OBJECTIVE
Write out only the tail of the records, beginning at the line containing "Target: small rock" and including the last line, exactly as written.

DATA FOR THIS TASK
- - - - -

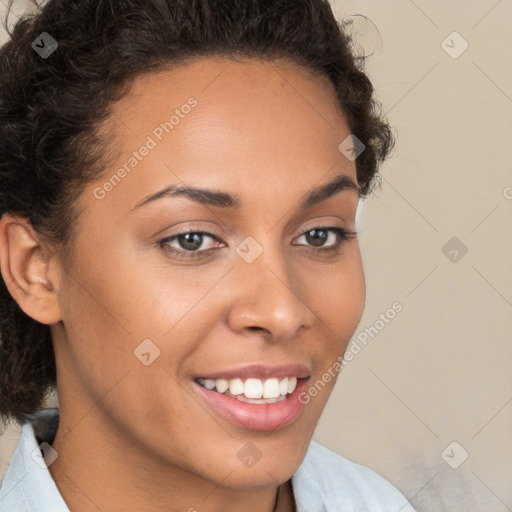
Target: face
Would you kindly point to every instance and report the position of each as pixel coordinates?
(264, 287)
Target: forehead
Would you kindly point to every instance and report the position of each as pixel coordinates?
(240, 124)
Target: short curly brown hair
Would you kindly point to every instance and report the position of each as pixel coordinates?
(51, 108)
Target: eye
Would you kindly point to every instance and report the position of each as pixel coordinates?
(188, 242)
(191, 244)
(318, 236)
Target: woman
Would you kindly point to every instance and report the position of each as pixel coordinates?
(179, 187)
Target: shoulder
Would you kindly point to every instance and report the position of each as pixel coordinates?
(326, 479)
(28, 485)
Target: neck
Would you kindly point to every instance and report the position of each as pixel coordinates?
(95, 471)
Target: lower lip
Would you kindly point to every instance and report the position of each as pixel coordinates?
(256, 416)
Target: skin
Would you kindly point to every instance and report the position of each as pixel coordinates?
(135, 437)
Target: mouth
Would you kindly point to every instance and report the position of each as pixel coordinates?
(252, 390)
(256, 397)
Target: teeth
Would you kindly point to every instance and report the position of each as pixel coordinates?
(209, 383)
(236, 386)
(271, 389)
(253, 389)
(283, 386)
(221, 385)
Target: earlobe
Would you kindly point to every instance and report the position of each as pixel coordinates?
(28, 270)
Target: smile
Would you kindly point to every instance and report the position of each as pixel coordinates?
(253, 391)
(256, 397)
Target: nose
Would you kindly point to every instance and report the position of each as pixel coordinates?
(268, 296)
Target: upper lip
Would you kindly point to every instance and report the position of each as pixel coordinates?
(260, 371)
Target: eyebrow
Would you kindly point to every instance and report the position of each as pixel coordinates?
(224, 200)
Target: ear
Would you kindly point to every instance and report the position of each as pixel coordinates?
(29, 270)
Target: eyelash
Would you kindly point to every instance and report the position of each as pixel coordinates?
(343, 235)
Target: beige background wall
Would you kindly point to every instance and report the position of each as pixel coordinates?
(441, 370)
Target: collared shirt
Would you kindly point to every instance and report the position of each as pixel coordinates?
(324, 482)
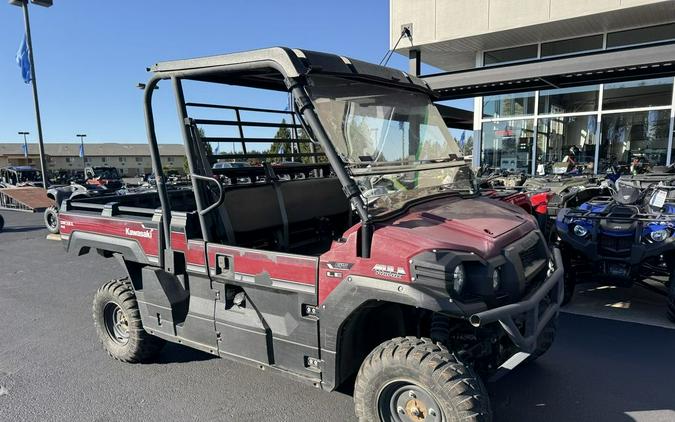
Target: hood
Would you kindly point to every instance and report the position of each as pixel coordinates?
(480, 225)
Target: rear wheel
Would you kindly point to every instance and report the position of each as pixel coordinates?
(52, 220)
(414, 379)
(118, 324)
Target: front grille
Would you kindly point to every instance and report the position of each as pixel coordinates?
(615, 245)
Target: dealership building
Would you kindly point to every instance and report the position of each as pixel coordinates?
(549, 78)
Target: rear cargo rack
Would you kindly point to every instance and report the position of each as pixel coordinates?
(244, 141)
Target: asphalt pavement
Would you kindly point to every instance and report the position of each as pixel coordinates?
(53, 369)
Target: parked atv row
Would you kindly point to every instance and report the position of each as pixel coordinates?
(616, 228)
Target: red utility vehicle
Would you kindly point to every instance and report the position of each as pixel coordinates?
(381, 262)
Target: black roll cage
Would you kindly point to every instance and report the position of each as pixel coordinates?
(247, 69)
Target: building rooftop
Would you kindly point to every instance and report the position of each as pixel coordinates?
(72, 149)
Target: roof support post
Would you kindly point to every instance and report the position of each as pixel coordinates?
(192, 156)
(157, 167)
(415, 62)
(306, 109)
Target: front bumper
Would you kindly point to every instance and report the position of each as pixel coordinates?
(524, 321)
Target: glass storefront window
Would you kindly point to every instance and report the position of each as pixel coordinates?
(641, 35)
(510, 54)
(637, 136)
(569, 100)
(566, 144)
(508, 145)
(509, 105)
(645, 93)
(574, 45)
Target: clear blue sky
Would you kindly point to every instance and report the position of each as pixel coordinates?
(91, 54)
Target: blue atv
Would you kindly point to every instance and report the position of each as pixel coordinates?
(624, 235)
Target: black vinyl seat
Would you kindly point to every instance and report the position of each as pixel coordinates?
(287, 215)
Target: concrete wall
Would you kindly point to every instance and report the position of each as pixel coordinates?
(441, 20)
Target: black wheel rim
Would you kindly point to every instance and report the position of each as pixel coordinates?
(51, 220)
(405, 401)
(116, 323)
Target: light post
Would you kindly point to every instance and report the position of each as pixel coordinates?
(24, 6)
(25, 144)
(84, 161)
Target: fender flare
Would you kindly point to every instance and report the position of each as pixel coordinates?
(81, 242)
(354, 292)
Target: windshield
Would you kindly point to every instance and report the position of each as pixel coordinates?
(29, 176)
(393, 141)
(106, 173)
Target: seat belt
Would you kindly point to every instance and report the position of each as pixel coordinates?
(272, 177)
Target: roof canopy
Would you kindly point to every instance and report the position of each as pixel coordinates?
(584, 69)
(271, 68)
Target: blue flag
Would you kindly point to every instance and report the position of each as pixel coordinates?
(23, 60)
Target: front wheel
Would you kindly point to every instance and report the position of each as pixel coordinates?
(118, 324)
(671, 297)
(414, 379)
(52, 220)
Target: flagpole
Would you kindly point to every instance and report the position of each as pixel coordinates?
(43, 162)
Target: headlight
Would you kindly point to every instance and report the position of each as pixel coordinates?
(580, 230)
(458, 278)
(551, 268)
(659, 235)
(496, 280)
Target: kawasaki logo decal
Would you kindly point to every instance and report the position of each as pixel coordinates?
(138, 233)
(389, 271)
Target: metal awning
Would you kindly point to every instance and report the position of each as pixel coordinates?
(609, 66)
(456, 117)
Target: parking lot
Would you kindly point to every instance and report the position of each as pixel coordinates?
(612, 360)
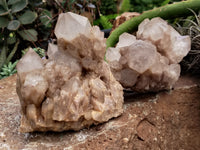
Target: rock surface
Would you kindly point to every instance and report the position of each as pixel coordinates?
(167, 120)
(74, 88)
(149, 62)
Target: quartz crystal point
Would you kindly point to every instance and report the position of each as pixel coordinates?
(167, 40)
(72, 89)
(149, 62)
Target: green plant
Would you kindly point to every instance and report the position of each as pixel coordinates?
(143, 5)
(108, 7)
(8, 70)
(170, 11)
(125, 6)
(191, 26)
(14, 16)
(105, 21)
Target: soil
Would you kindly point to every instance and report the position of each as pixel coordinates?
(166, 120)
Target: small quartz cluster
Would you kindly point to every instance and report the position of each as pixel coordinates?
(72, 89)
(149, 61)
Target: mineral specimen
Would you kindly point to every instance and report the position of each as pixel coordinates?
(149, 62)
(72, 89)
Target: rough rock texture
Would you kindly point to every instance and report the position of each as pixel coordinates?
(166, 121)
(74, 88)
(148, 62)
(167, 40)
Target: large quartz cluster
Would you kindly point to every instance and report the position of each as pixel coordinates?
(74, 87)
(149, 61)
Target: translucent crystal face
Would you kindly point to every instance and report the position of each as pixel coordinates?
(74, 87)
(167, 40)
(149, 61)
(26, 64)
(70, 25)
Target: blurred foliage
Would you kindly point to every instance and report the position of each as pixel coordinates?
(143, 5)
(190, 26)
(20, 21)
(8, 70)
(108, 7)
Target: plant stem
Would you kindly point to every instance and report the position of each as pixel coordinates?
(170, 11)
(10, 56)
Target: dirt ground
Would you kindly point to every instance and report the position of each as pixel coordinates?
(169, 120)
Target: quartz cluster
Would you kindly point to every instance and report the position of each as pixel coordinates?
(72, 89)
(149, 60)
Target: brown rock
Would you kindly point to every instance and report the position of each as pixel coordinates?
(166, 120)
(74, 88)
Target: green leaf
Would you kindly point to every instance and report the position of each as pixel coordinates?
(29, 35)
(11, 2)
(11, 39)
(19, 6)
(13, 25)
(4, 4)
(28, 17)
(3, 22)
(46, 18)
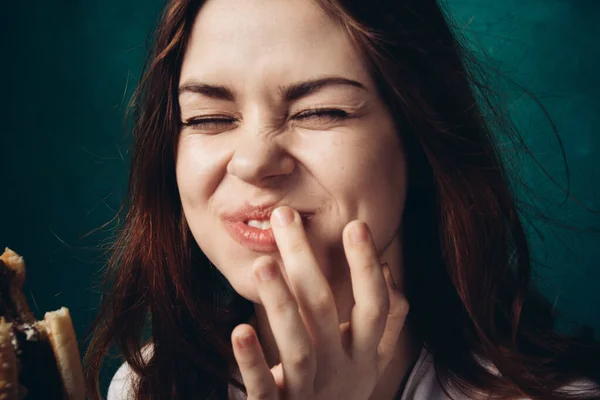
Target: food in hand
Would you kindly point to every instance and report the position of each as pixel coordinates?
(38, 359)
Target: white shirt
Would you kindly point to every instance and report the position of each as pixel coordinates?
(422, 383)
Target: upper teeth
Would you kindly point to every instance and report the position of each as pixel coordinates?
(259, 224)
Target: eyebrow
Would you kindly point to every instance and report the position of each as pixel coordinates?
(290, 93)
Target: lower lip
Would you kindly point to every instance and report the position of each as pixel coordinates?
(256, 239)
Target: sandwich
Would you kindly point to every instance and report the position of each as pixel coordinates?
(38, 359)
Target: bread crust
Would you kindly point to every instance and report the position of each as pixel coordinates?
(64, 343)
(9, 372)
(56, 325)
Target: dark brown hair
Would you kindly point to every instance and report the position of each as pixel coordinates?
(471, 295)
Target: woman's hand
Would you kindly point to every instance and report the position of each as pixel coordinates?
(320, 359)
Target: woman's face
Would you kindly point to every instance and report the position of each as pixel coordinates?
(254, 135)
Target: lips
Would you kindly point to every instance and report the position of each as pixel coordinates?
(256, 239)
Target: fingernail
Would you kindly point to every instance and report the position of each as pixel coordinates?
(358, 233)
(267, 272)
(283, 216)
(245, 340)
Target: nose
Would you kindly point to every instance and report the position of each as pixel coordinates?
(260, 160)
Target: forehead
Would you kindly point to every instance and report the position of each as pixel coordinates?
(247, 42)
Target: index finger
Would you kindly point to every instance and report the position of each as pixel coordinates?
(307, 282)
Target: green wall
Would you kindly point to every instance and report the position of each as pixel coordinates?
(68, 70)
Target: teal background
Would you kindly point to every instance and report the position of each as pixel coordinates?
(68, 69)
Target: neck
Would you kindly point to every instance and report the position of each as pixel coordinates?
(392, 380)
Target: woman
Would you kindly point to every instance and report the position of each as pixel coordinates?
(336, 147)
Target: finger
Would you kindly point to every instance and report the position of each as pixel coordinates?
(291, 336)
(372, 303)
(307, 282)
(396, 319)
(255, 372)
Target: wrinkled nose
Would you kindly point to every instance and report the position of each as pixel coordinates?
(260, 161)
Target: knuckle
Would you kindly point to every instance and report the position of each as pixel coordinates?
(301, 359)
(260, 394)
(322, 304)
(376, 312)
(282, 306)
(296, 247)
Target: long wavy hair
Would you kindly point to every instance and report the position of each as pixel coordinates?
(467, 257)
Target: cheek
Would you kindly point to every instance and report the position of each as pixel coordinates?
(196, 171)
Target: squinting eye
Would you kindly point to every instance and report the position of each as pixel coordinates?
(208, 122)
(331, 114)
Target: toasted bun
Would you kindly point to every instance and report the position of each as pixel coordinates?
(56, 326)
(9, 373)
(59, 327)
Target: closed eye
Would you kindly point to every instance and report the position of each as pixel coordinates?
(330, 114)
(209, 122)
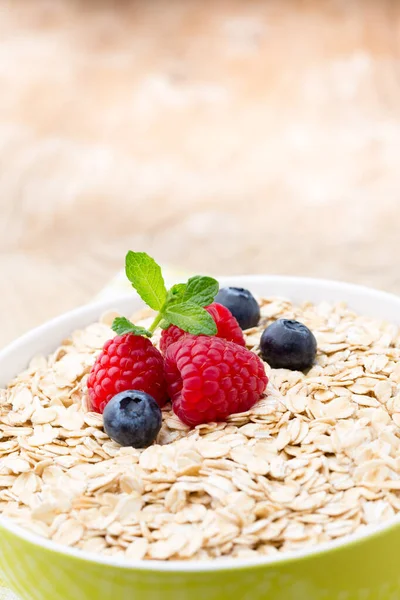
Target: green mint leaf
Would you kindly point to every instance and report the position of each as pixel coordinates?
(165, 324)
(146, 277)
(191, 318)
(201, 290)
(121, 325)
(176, 293)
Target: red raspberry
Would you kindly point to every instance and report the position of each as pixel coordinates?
(209, 378)
(227, 328)
(127, 362)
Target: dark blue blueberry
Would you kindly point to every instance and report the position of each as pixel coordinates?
(288, 344)
(132, 418)
(242, 305)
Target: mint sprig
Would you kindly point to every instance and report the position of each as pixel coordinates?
(145, 276)
(182, 305)
(122, 325)
(191, 318)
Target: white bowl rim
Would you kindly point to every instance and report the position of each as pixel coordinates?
(222, 564)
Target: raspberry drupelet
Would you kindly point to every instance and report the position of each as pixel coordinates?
(127, 362)
(209, 378)
(227, 328)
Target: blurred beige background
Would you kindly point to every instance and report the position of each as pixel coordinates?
(221, 135)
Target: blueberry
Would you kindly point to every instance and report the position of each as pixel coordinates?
(242, 305)
(132, 418)
(288, 344)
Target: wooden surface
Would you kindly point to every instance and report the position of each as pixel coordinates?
(223, 136)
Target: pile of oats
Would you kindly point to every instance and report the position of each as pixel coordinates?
(316, 459)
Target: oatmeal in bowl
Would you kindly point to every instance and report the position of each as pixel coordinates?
(309, 468)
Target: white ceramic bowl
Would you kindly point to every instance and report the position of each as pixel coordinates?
(41, 570)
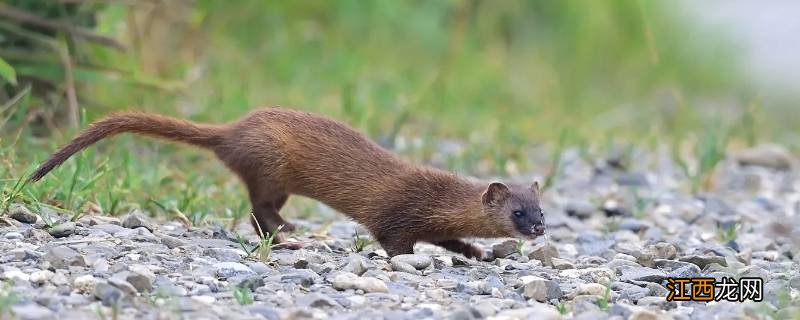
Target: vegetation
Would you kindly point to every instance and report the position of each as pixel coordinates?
(497, 78)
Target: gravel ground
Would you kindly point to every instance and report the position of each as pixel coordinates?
(614, 237)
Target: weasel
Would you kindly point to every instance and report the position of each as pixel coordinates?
(279, 152)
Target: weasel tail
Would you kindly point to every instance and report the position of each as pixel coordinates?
(202, 135)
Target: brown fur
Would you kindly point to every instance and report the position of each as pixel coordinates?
(280, 152)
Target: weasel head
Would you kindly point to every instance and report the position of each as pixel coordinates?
(515, 209)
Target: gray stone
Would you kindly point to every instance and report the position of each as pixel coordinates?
(63, 257)
(418, 261)
(225, 254)
(32, 311)
(689, 271)
(581, 209)
(137, 219)
(504, 249)
(346, 280)
(22, 214)
(544, 252)
(661, 250)
(561, 264)
(317, 300)
(642, 274)
(171, 242)
(542, 290)
(591, 289)
(62, 230)
(231, 269)
(13, 235)
(107, 293)
(703, 260)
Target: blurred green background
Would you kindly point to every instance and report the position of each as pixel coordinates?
(494, 76)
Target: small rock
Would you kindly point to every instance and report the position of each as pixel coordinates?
(403, 267)
(41, 276)
(643, 315)
(767, 155)
(661, 250)
(591, 289)
(206, 300)
(657, 290)
(84, 283)
(542, 290)
(118, 281)
(137, 219)
(504, 249)
(231, 269)
(688, 271)
(140, 277)
(316, 300)
(540, 312)
(459, 261)
(107, 293)
(15, 274)
(544, 252)
(12, 235)
(348, 280)
(172, 242)
(437, 294)
(22, 214)
(38, 234)
(642, 274)
(62, 230)
(226, 254)
(581, 209)
(561, 264)
(356, 264)
(703, 260)
(32, 311)
(63, 257)
(418, 261)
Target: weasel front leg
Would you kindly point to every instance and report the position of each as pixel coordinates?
(459, 246)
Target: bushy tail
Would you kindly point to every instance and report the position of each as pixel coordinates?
(154, 125)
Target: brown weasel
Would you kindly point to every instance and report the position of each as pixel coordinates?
(280, 152)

- - - - -

RESPONSE
Target: small rock
Would you kindly point to every instance and report the position of each as pixel coordinates?
(403, 267)
(41, 276)
(643, 315)
(767, 155)
(661, 250)
(591, 289)
(206, 300)
(657, 290)
(84, 283)
(542, 290)
(118, 281)
(137, 219)
(504, 249)
(231, 269)
(688, 271)
(140, 277)
(316, 300)
(540, 312)
(459, 261)
(107, 293)
(15, 274)
(544, 252)
(12, 235)
(348, 280)
(172, 242)
(437, 294)
(22, 214)
(38, 234)
(642, 274)
(62, 230)
(226, 254)
(581, 209)
(561, 264)
(356, 264)
(703, 260)
(32, 311)
(63, 257)
(418, 261)
Target: weasel front leg
Would you kindly point to every instance and report the position of each as pixel coordinates?
(459, 246)
Target: bushy tail
Would you kindly point to every instance and report the position of each as pixel coordinates?
(154, 125)
Target: brown weasel
Would you kindly point to every instance and report the position of each as pixel coordinates?
(280, 152)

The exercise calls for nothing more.